── Document segment

Skip to content

Pre-batch Timing Rationale — hcrl_sa (probe 2026-04-07)

Justifies the choice of prebatched training + workers=0 over per-step collation with workers. Numbers are from a single probe run; see data-flow.md for current architecture.

Dataset and hardware

  • hcrl_sa: 19,085 graphs, mean 38.3 nodes, mean 98 edges, ~10.8 KB/graph
  • V100 16GB, PCIe 3.0 x16 (~12 GB/s), pin_memory ~20 GB/s

Probe numbers (optimizer+compile warmup included)

Model Budget (nodes) Graphs/batch Batch MB T_collation (old) T_gpu H2D (est) Pin (est)
VGAE small 404,718 10,557 113.9 380.7 ms 154.9 ms 9.5 ms 5.7 ms
VGAE large 343,522 8,959 96.7 327.1 ms 286.8 ms 8.1 ms 4.8 ms
GAT small 233,339 6,086 65.7 218.5 ms 261.5 ms 5.5 ms 3.3 ms
GAT large 62,439 1,629 17.6 58.9 ms 121.6 ms 1.5 ms 0.9 ms

T_collation = Batch.from_data_list() cost on the old per-step path only. H2D = batch_MB / 12 GB/s. Pin = batch_MB / 20 GB/s.

────
── Data provided

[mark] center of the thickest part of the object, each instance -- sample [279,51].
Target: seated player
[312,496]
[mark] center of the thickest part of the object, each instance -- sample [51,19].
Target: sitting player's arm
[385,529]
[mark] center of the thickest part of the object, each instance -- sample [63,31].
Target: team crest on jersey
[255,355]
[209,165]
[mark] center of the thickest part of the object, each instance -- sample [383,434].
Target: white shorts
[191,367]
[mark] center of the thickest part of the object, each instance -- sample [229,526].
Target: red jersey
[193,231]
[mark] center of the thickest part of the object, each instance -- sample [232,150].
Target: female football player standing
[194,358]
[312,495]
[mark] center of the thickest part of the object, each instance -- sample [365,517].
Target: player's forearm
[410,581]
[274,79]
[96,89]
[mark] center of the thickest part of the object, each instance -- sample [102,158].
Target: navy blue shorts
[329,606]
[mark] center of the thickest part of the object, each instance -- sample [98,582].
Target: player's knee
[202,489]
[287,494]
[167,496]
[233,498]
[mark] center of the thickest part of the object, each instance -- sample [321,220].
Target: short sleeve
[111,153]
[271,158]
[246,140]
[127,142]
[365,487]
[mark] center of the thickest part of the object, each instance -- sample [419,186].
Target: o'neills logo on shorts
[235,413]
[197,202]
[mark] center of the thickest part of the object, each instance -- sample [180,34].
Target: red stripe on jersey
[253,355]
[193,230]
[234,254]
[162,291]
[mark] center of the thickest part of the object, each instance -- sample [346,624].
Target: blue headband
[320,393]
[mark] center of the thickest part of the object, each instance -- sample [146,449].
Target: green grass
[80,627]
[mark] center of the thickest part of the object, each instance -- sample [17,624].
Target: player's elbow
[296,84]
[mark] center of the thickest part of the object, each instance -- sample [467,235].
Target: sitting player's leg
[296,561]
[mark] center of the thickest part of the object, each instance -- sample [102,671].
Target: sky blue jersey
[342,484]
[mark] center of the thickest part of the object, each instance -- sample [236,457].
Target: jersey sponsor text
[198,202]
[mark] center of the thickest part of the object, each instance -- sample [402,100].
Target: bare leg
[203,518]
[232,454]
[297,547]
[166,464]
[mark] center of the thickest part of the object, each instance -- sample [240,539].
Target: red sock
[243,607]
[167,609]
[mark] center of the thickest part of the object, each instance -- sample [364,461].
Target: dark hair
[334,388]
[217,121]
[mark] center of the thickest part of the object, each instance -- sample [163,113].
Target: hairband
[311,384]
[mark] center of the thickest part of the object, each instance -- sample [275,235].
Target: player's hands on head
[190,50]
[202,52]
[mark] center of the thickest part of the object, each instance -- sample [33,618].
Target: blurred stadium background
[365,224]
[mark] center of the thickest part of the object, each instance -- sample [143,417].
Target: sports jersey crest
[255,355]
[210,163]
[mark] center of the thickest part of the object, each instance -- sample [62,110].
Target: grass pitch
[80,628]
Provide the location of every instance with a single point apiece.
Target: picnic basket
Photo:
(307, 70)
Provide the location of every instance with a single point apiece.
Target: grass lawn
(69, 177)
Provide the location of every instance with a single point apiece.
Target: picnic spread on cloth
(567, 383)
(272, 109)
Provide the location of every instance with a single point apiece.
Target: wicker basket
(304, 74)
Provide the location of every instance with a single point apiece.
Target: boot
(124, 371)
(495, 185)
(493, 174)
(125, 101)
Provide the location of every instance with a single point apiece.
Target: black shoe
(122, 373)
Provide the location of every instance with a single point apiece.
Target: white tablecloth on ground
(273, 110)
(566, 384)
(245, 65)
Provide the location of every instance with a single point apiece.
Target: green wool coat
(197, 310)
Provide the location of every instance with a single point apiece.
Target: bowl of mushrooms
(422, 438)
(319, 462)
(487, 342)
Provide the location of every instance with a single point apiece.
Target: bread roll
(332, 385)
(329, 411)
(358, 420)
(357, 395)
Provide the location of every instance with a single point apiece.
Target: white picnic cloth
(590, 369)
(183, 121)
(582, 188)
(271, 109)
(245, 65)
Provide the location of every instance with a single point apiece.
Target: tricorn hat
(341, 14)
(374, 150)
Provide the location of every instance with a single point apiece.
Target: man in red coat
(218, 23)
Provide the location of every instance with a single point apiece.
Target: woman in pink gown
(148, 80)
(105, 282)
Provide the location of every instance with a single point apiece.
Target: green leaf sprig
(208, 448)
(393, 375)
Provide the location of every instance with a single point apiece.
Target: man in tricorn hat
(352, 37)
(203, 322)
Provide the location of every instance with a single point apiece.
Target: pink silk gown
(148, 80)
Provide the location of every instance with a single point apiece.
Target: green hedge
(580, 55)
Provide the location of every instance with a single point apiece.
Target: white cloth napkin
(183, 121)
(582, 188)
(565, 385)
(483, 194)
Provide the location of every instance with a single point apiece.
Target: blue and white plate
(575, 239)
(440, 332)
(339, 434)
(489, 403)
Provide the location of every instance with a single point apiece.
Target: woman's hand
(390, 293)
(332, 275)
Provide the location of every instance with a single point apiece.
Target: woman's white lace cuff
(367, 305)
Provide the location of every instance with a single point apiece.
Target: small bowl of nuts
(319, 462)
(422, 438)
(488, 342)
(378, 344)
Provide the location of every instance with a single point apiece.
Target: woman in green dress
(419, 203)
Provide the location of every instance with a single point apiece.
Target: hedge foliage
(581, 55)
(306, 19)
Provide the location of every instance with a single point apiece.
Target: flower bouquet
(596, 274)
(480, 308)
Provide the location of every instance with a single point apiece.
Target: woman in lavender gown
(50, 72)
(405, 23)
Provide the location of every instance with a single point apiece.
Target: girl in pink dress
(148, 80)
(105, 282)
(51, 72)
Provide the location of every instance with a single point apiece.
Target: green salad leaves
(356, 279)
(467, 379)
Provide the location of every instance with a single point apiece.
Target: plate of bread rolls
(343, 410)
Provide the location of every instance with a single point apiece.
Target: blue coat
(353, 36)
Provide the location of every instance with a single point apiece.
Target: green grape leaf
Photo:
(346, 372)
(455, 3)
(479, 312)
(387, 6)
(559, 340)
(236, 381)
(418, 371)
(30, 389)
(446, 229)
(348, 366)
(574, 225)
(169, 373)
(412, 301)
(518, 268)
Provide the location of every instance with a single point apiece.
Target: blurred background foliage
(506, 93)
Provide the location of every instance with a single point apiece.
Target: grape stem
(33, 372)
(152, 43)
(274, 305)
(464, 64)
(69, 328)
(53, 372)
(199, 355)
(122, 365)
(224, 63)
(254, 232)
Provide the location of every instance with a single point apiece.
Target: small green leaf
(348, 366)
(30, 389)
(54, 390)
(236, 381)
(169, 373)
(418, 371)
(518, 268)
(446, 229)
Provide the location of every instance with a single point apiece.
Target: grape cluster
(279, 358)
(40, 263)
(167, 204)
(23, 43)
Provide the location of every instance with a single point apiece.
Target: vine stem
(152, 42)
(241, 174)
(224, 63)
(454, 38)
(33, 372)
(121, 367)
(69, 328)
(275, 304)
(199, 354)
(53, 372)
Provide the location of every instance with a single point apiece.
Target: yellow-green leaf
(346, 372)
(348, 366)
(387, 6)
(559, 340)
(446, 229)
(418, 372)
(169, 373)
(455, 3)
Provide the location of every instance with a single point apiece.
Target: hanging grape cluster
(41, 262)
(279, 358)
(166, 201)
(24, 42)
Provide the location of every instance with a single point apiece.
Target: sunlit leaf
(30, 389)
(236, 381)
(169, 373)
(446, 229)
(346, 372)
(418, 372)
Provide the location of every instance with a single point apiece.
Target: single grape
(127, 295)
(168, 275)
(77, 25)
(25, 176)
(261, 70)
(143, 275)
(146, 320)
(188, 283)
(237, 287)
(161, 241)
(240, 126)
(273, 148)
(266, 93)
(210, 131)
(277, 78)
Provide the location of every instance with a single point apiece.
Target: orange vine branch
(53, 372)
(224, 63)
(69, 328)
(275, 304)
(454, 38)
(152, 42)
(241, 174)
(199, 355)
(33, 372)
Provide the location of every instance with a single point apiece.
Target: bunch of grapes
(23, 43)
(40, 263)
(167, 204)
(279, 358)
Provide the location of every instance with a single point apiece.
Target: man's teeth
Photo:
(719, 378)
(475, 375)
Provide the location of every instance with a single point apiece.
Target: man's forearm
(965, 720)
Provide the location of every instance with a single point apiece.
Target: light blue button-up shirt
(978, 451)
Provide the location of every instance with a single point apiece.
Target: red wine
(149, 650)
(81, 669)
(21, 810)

────

Tasks ->
[A] Translate this sentence from the pre-batch timing rationale into Spanish: "Numbers are from a single probe run; see data-flow.md for current architecture."
[B] How many lines of the records contain the word "gown"? Give only the number.

Exercise solutions ->
[A] Las cifras provienen de una sola ejecución de sondeo; consulte data-flow.md para ver la arquitectura actual.

[B] 3